After Vietnam, Hickey earned a graduate degree in marine biology from Long Island University and spent five years studying fisheries in New York’s coastal waters. That’s where he first developed a strong connection to a community, living and working with the fishermen of eastern Long Island, riding in their boats, walking on their beaches, worshipping in their churches.
His federal assignments built on that experience, focusing on the environmental impact of government construction projects. Much of his career was spent at the Department of Energy facility in Germantown, a 100-acre site that contained a patch of “undisturbed [woods] with a trail and a creek running through it and these big old trees.”
The teacher in Hickey was enthralled. He became the department’s “self-appointed nature guy,” drawing maps, labeling trees, leading walks.
The oldest tree he found dates to the 1750s, and his research only increased his interest in county history. Local farmers, he learned, wouldn’t plow their fields all the way down to a streambed, so most of the county’s tallest timbers are found next to water sources.

- **WORK ITEM**: Retype the Hickey passage word for word, in full. You won't need the lines that come next.

- **PROVIDED MATERIAL**:
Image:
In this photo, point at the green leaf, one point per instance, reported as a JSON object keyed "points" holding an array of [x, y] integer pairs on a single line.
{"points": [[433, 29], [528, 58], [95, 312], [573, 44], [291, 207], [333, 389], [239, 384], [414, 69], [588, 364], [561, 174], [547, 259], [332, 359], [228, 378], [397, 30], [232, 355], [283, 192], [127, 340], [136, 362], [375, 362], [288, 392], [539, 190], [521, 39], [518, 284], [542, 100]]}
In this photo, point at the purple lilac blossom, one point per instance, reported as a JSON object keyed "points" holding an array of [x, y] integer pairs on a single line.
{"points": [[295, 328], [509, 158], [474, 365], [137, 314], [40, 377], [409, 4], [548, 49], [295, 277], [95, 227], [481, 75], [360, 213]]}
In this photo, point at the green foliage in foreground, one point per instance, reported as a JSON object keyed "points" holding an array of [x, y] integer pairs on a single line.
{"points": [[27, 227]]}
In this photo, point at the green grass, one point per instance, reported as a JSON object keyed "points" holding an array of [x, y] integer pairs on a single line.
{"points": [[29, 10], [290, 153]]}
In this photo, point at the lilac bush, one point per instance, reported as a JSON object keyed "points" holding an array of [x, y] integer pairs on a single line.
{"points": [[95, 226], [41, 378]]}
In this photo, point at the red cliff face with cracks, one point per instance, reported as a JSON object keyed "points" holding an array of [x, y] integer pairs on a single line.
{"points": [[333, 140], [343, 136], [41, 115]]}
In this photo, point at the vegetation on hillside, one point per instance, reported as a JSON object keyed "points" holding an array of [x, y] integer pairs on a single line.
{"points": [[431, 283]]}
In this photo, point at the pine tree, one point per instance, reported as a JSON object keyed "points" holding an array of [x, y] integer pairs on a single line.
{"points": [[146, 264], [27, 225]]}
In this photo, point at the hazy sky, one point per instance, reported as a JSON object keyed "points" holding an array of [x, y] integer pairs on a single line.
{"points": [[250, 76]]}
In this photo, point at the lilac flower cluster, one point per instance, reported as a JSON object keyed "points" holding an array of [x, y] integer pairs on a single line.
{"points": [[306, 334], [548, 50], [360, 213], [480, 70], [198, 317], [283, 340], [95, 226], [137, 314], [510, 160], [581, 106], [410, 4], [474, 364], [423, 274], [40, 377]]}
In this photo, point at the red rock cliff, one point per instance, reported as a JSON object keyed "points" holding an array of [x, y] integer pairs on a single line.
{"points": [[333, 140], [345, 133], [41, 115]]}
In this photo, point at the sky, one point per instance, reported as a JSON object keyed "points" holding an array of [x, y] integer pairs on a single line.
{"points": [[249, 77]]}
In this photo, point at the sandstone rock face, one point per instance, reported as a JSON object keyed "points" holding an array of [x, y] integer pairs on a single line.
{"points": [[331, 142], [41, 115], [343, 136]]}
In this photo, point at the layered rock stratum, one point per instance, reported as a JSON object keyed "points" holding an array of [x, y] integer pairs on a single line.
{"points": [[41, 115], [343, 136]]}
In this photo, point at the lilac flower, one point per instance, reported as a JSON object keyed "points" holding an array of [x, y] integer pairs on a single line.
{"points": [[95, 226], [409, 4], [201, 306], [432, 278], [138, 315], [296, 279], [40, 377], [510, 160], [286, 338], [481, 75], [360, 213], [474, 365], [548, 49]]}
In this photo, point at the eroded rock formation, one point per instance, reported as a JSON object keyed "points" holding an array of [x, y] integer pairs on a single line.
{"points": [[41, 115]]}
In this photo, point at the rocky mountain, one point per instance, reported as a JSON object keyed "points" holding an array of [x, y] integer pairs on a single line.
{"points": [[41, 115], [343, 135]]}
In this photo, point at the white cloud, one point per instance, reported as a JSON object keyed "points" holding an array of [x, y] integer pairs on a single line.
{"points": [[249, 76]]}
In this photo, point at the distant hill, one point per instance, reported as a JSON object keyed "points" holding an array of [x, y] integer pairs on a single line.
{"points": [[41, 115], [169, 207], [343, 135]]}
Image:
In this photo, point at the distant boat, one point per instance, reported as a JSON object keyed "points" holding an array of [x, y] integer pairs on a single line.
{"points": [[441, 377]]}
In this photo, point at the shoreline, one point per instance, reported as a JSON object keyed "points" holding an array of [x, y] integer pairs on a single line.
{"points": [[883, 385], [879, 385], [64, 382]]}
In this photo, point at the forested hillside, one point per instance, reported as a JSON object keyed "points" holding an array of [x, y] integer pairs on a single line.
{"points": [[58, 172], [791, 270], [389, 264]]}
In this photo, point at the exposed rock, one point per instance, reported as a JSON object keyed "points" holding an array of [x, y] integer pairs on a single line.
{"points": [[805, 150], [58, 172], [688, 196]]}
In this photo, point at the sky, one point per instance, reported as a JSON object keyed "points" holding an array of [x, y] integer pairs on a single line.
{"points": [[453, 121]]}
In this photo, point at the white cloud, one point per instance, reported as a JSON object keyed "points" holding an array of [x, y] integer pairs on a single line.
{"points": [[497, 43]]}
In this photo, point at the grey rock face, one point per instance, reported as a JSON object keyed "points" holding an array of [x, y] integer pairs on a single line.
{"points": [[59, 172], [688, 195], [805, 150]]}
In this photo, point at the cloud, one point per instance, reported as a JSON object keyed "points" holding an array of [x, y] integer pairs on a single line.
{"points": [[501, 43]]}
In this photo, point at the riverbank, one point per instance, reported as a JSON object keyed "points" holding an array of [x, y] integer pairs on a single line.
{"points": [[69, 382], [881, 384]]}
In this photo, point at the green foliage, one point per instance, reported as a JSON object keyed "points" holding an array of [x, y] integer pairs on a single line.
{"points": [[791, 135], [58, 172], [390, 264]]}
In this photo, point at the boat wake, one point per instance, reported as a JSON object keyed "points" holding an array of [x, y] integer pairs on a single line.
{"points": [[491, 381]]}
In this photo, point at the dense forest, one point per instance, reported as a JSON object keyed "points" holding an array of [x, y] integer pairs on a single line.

- **RESULT FOR THIS TASK**:
After Vietnam, Hickey earned a graduate degree in marine biology from Long Island University and spent five years studying fisheries in New York’s coastal waters. That’s where he first developed a strong connection to a community, living and working with the fishermen of eastern Long Island, riding in their boats, walking on their beaches, worshipping in their churches.
His federal assignments built on that experience, focusing on the environmental impact of government construction projects. Much of his career was spent at the Department of Energy facility in Germantown, a 100-acre site that contained a patch of “undisturbed [woods] with a trail and a creek running through it and these big old trees.”
The teacher in Hickey was enthralled. He became the department’s “self-appointed nature guy,” drawing maps, labeling trees, leading walks.
The oldest tree he found dates to the 1750s, and his research only increased his interest in county history. Local farmers, he learned, wouldn’t plow their fields all the way down to a streambed, so most of the county’s tallest timbers are found next to water sources.